§ Given request
State how many lines of the rows below contain the string "face". Give only the number.

[Some rows]

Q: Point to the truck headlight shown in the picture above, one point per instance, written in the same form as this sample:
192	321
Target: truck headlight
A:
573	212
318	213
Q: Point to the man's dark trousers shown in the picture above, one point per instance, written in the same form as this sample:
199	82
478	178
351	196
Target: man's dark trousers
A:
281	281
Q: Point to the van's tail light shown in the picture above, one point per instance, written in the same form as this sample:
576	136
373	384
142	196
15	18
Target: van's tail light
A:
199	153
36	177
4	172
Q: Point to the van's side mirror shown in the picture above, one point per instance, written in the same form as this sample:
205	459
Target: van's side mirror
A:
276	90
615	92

==

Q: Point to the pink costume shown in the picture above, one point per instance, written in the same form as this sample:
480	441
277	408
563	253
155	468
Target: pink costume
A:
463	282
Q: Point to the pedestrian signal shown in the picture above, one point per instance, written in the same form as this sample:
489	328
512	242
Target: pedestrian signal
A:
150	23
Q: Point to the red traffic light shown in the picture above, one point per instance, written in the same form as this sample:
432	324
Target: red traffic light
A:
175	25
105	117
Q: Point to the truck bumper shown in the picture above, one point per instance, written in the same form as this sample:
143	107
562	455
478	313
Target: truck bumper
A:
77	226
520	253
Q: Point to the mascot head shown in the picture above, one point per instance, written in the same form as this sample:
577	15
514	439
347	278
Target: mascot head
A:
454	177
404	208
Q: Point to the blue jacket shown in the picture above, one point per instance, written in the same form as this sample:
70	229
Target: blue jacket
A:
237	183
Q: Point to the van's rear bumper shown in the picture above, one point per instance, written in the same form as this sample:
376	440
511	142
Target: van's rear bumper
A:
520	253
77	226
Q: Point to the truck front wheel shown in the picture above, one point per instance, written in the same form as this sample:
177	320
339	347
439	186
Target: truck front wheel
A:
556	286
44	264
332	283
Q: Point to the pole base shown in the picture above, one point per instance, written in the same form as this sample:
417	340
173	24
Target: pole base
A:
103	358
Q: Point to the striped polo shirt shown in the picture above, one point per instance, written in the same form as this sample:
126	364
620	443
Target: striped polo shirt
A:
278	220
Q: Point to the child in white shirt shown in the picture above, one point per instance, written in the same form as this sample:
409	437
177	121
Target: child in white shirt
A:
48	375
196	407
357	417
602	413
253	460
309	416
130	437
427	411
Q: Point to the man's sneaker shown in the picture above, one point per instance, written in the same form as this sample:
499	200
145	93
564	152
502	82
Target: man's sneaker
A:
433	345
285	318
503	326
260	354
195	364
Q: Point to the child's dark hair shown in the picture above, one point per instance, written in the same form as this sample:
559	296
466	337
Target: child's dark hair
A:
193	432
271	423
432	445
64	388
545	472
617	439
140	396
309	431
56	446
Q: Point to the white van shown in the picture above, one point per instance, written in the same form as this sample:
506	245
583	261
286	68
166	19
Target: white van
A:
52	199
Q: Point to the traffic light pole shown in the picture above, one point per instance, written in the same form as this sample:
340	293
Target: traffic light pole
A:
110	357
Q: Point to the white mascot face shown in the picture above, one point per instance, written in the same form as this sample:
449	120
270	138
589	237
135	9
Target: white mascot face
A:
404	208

§ Final result
2